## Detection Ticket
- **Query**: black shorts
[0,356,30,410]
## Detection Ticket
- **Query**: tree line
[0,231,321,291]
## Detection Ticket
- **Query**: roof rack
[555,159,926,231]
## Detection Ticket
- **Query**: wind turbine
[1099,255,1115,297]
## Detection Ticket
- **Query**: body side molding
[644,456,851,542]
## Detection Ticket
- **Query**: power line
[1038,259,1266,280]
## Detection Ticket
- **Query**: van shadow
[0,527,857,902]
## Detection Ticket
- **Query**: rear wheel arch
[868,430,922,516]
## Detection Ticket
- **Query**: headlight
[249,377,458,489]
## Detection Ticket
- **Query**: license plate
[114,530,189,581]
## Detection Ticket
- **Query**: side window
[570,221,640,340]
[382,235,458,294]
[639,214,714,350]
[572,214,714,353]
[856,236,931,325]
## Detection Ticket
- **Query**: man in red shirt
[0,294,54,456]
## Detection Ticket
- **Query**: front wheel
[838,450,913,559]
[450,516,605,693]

****************

Copy all of the data exactly.

## Detection Ticket
- **Query**: black shorts
[0,356,30,410]
## Detection Ticket
- **Query**: tree line
[0,231,321,291]
## Detection Ticket
- **Query**: roof rack
[555,159,926,231]
## Detection Ticket
- **Query**: wind turbine
[1099,255,1115,297]
## Detection Ticket
- **Query**: body side molding
[644,456,851,542]
## Detection Ticket
- **Query**: power line
[1038,259,1266,280]
## Detection Ticket
- **Query**: van shadow
[0,527,857,902]
## Detection Ticket
- **Query**: rear wheel arch
[868,430,922,516]
## Detection Ticket
- **Query**: headlight
[249,377,458,489]
## Detection Ticket
- **Query**: license plate
[114,530,189,581]
## Detection Ticket
- **Query**: side window
[570,221,640,340]
[382,235,458,294]
[639,214,714,350]
[572,214,714,353]
[856,236,931,325]
## Detection Ticket
- **Query**: man in red shirt
[0,294,54,456]
## Detection Ticket
- **Query**: front wheel
[838,450,913,559]
[450,516,605,693]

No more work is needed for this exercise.